▶ [Things to do]:
1 - In the SAP XI 3.1 upgrade account, why did the writer choose to move only the user groups shell to production and then load the 20,000+ users directly there? Answer in one to three sentences.
2 - Translate this sentence from the SAP XI 3.1 upgrade account into Spanish: "The new CMC is built in Java so it is rather slow."
3 - According to the SAP XI 3.1 upgrade account, on what date was production shut down?

Next, I faced a key decision: should I load all 20,000+ users in test and migrate them from test to production during the four-day downtime, or should I migrate the user groups shell from test to production during the four-day downtime and then load the 20,000+ users directly to production? I chose the latter because I trust my loading process more than the migration process. This method might take a little more of the valuable down time, but I have better control over my loading process, and it is easier for me to troubleshoot any potential errors.
It was a good thing that I set up the user groups and object permissions first in the test environment. The CMC (Central Management Console) is not meant to be used for a large number of users, and in our case, not for 20,000+ users. The new CMC is built in Java so it is rather slow. It might be an oversight or something because every time you set up the object permission for a particular user group and click "OK" to save it, the whole screen is refreshed. It does not provide a place-holder to go back to the item that you were working on. Instead, you are back to the top of the page. If you have a lot of user groups to work with, like we do, you need to pay attention to where you are. I hope SAP's Product Development will change this behavior in the next release (i.e. XI 4.0).
Ensuring Key Operational Reports Available
With the limited amount of time to prepare, we were somewhat ready for the upgrade. Since operation uses our reports on a daily basis for key operational decisions, they cannot afford any down time. In retail, operation is king so naturally we made a workaround for them. I migrated all the report and universe content from production (XI R2) to test (XI 3.1), and then I changed the universe connections to point to production data. All the senior executives at Home Office (the name we used for our corporate headquarters) and in the field had user accounts set up in test so that they could continue to run the reports without interruption.
Migration Day 1 - Shutting Down Production and Installing SoftwareFinally, it's show time! We were pumped up and ready to "slay the dragon"! On December 29, 2009, day one of our upgrade implementation, I shut down production, uninstalled XI Release 2 from all eight servers, and then began installing XI 3.1. The installation and configuration (e.g. clustering) went smoothly without problem.
Migration Day 2 - Migrating Reports, Universes, and User Groups
On day two, I migrated all the reports, universes, and user groups from test to production. Again, it went well with no errors. Now, it was time to perform the big task. I took all the users in CSV format and loaded them one group at a time into the new Enterprise XI 3.1 system by using the Import Wizard. Together with the Account Manager tool and the prefsCopyUtil.jar file, setting up and configuring all 20,000+ users became relatively easy, even though it was very tedious.
Since I knew exactly how it worked and I had great control of the whole process, the loading of users also went well. After loading all 20,000+ users into the system, I started testing their object security and data security. Of course, the object security is controlled by groups in CMC. For data security, I believe the best way to manage it is in the data mart where it belongs (I prefer not to use Row Level Security feature in the Semantic Layer). Basically, I set up a security table in the data mart with the user's ID and organizational level. Then our Data Warehouse team maintains an organizational hierarchy and alignment table (actually we have two...one vertical table and one horizontal table). When a user logs on to Infoview, we capture the @variable('BOUSER'), then join with the organizational hierarchy table to find out who you are and what data you can access. These tables are easy to set up and easy to maintain or update.

▶ [Source excerpt]:

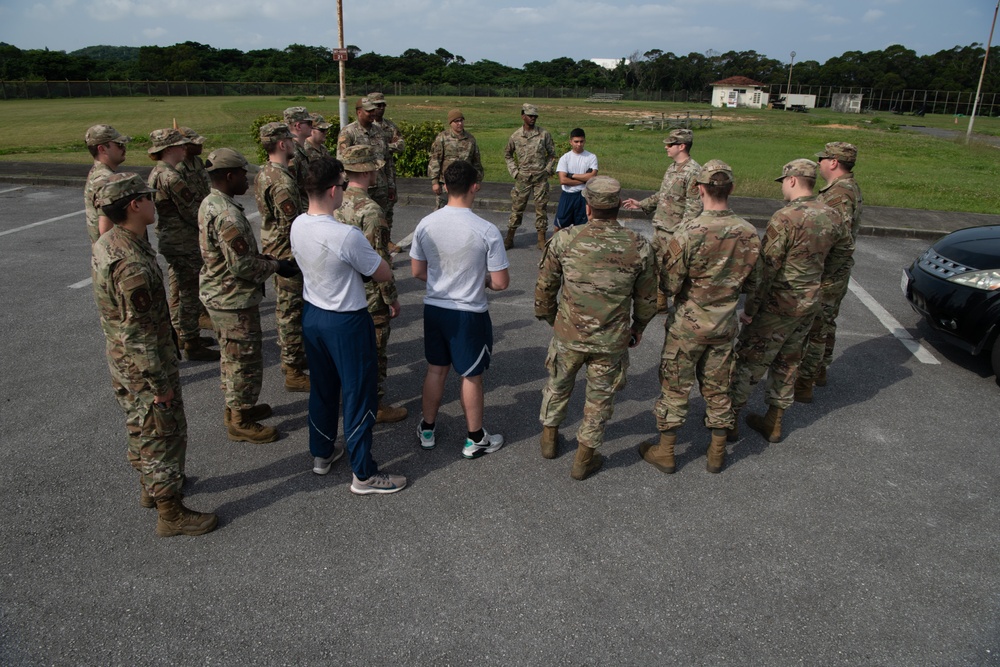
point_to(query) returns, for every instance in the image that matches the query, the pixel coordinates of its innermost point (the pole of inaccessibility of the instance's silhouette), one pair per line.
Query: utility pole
(979, 88)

▶ [Results of the tasks]:
1 - The writer trusted the loading process more than the migration process. Although this approach might use a little more of the downtime, the loading process was easier to control and made potential errors easier to troubleshoot.

2 - La nueva CMC está desarrollada en Java, por lo que es bastante lenta.

3 - December 29, 2009.